→ **Document excerpt**

# Proper loft ventilation?



## trailbound

OK, I am in the midst of a small scare, and tomarrow one of my birds is being euthanized and sent to a pathology lab in I believe WA State. I have felt for a while something was not right with a few of my birds, and after talking with my vet yesterday, that is the course of action she thinks is best. Ornithosis is what I am pretty convinced is what is going on, but we will see when the results come in. Anyway, I am hoping to get some real advice on what is necessary for proper loft ventiltion without drafts. My YB loft has an opening (approx 25"x15")for the birds to move freely from the loft to the aviary, and then another opening (same size) on the same wall where they trap in after being out to fly. Sufficient or not at all? My old bird loft and breeding loft has just one opening, allowing access to the outside aviary, as when I open the other window to allow access to the aviary at the other end, there is too much of a draft, so I ended up keeping that one closed, and allowing only one open. My OB loft feels damp when it is humid or raining outside, and I know this can not be good for the birds. So, my question is exactly what is the best way to ventilate and at the same time prevent drafts? Is it best to ventilate high on a wall, or low? The ceiling? I have searched all my books and such, and good ventilation is stressed heavily, but none of them really get into detail what is required. Anybody?


----------



## abisai

TrailBound . . . Good Morning. From what I have heard, you can light a cigarrett (not advising that you smoke it) inside the loft and watch the plume of smoke. It should "ventilate" from the bottom to the top ventilating ports.

Rows from a dataset
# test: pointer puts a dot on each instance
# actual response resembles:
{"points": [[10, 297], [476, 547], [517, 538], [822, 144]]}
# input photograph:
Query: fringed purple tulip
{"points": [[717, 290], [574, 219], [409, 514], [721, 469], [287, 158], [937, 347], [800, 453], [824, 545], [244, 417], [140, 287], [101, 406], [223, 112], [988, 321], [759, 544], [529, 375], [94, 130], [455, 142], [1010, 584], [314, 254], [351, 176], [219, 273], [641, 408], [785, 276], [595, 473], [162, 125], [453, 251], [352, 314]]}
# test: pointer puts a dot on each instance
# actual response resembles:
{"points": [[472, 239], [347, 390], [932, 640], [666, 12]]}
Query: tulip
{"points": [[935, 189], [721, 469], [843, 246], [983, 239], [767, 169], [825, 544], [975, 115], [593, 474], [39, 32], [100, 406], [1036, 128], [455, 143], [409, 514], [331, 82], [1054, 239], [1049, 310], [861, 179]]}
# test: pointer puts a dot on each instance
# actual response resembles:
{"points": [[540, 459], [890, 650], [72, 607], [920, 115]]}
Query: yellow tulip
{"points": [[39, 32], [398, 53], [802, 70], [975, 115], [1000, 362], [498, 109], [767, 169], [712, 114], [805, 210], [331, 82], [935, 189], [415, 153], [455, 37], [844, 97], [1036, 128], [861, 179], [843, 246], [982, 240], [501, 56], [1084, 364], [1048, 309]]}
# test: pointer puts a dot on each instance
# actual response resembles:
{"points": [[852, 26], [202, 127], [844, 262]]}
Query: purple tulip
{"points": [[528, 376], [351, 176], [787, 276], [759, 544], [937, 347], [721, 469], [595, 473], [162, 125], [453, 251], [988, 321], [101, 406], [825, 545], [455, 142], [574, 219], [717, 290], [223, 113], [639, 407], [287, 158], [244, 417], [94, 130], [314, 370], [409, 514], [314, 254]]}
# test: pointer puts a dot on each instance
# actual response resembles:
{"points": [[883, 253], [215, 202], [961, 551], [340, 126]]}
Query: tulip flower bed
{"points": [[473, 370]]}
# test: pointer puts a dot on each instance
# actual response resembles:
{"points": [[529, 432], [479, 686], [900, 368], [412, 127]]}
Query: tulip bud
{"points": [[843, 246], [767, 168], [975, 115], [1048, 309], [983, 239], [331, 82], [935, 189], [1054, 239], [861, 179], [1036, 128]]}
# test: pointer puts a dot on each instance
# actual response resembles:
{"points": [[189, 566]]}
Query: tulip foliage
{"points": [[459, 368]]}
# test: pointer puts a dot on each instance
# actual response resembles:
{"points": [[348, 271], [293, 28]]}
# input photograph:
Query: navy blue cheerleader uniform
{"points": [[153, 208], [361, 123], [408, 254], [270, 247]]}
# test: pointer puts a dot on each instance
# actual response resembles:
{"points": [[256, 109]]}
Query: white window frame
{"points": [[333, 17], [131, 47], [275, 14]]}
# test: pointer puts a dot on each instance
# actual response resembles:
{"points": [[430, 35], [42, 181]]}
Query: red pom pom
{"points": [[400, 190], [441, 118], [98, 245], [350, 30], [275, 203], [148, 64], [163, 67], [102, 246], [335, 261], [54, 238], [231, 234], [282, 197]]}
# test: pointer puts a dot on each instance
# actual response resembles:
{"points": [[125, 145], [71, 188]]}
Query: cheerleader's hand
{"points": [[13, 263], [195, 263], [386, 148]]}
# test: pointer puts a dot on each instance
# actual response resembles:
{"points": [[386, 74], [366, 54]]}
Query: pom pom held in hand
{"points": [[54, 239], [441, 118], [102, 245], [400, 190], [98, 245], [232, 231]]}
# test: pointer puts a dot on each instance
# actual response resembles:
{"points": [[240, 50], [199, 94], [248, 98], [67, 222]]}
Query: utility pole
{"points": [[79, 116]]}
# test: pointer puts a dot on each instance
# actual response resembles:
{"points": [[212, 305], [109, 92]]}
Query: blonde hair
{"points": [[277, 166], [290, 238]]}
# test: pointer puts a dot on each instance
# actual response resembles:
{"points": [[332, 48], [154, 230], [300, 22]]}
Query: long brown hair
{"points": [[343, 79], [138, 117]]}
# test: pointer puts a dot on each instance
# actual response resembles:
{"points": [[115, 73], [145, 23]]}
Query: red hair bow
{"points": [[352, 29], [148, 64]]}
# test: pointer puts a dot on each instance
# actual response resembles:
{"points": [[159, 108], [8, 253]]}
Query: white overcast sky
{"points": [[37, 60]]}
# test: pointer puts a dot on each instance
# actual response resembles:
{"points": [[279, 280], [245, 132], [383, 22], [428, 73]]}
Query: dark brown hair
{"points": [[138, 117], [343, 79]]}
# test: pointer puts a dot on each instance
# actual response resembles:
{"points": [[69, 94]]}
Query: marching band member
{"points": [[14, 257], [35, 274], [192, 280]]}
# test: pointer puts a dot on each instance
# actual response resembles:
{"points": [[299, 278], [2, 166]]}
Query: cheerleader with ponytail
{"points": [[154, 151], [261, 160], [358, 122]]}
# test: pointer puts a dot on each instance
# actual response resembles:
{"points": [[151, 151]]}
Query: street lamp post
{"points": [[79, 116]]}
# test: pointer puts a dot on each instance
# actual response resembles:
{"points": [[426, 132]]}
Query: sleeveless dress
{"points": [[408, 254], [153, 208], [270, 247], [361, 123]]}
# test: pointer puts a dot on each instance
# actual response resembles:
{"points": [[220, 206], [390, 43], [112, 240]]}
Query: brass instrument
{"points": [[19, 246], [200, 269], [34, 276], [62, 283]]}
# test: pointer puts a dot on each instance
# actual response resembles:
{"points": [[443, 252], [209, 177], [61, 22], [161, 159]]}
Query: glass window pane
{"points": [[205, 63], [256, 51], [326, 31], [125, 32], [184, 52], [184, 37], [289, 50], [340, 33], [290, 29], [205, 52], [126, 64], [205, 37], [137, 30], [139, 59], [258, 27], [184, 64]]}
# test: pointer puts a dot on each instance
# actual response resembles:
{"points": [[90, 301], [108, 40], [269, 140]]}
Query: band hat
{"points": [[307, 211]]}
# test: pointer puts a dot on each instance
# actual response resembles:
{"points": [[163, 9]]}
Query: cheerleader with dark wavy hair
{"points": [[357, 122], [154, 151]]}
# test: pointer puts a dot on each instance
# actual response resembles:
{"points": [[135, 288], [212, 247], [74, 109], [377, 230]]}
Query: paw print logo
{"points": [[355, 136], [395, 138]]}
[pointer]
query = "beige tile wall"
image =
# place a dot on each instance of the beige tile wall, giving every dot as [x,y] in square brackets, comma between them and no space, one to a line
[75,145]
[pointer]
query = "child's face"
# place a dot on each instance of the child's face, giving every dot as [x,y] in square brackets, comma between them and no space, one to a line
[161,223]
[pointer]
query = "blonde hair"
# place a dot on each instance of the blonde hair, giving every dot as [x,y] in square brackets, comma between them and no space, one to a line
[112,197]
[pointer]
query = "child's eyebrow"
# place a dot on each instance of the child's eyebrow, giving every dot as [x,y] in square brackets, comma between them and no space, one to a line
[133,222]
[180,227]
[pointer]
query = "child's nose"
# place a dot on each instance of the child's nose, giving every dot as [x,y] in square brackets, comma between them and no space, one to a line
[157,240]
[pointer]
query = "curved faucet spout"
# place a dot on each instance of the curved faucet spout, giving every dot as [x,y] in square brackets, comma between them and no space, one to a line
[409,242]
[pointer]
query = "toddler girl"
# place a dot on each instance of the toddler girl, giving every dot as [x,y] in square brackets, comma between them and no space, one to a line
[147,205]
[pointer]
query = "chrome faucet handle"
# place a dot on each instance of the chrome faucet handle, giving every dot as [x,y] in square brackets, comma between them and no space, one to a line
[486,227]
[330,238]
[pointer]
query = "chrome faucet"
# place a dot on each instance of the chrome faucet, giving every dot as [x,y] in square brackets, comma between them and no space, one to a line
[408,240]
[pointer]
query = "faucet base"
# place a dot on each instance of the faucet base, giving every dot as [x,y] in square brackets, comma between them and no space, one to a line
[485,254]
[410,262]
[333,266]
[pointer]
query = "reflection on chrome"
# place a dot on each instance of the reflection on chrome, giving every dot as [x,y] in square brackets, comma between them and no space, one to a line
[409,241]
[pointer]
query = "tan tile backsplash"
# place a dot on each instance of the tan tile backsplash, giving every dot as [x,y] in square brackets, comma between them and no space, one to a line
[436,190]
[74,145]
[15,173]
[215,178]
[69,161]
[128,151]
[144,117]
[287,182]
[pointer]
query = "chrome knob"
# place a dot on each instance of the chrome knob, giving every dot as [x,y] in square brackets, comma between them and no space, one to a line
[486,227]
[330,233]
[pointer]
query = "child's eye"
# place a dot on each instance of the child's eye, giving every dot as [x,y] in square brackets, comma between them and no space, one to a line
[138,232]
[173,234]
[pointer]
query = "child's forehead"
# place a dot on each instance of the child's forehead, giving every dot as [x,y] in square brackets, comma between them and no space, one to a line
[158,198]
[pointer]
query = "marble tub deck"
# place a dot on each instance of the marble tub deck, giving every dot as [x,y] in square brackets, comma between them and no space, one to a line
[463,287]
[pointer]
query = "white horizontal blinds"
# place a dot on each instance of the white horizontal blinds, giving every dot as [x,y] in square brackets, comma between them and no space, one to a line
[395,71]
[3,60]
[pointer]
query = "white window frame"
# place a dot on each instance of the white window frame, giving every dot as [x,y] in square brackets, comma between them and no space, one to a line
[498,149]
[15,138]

→ **Tasks for this exercise**
1) Locate every line in the listing that contains the string "eyebrow", treating uppercase and lowercase as different, and copy each of those lines.
2) Write the next part of the forum thread on loft ventilation, picking up after its final reply.

→ **Answers**
1)
query = "child's eyebrow"
# place a dot on each instance of the child's eyebrow, giving every dot as [x,y] in square brackets, comma between them and no space, one to a line

2)
Abisai


----------



## Skyeking

trailbound said:


> OK, I am in the midst of a small scare, and tomarrow one of my birds is being euthanized and sent to a pathology lab in I believe WA State. I have felt for a while something was not right with a few of my birds, and after talking with my vet yesterday, that is the course of action she thinks is best. Ornithosis is what I am pretty convinced is what is going on, but we will see when the results come in. Anyway, I am hoping to get some real advice on what is necessary for proper loft ventiltion without drafts. My YB loft has an opening (approx 25"x15")for the birds to move freely from the loft to the aviary, and then another opening (same size) on the same wall where they trap in after being out to fly. Sufficient or not at all? My old bird loft and breeding loft has just one opening, allowing access to the outside aviary, as when I open the other window to allow access to the aviary at the other end, there is too much of a draft, so I ended up keeping that one closed, and allowing only one open. My OB loft feels damp when it is humid or raining outside, and I know this can not be good for the birds. So, my question is exactly what is the best way to ventilate and at the same time prevent drafts? Is it best to ventilate high on a wall, or low? The ceiling? I have searched all my books and such, and good ventilation is stressed heavily, but none of them really get into detail what is required. Anybody?


You should have ventialtion all around every wall of your loft, under the eaves, just below the roof. This will give them adequate ventilation. Be sure to enclose with hardware cloth.

They also should have aaccess to an open aviary where they can sun and take baths.


----------



## roxtar

I've also read that EXHAUST (pulling old air out and fresh air in) ventilation is better than having a fan just blowing around inside the loft. 
I think that this could be easily accomplished with a couple of bathroom exhaust fans purchased at a hardware store and placed under the eaves of the loft, these fans are rated for wet locations usually so humidity from rain shouldn't be an issue. It may be time consuming, and you may have to do some modifications to your loft but I think it would be well worth it.


----------



## warriec

how has this been effecting your birds, are there any signs


----------



## learning

I don't know if this will help or not but I will tell you what I am doing in my new loft in the way of ventilation. Now, keep in mind that my loft is about 800 square feet so it is a bit larger than most  but the priciple should be the same. I am in Georgia so my concern was with the intense heat and humidity that we get down here. My loft sits on a platform that averages about 5 feet off the ground because it sits on the side of a hill. The temperature on the platform averages about 15 degrees hotter than under the platform. I wanted to take advantage of this fact.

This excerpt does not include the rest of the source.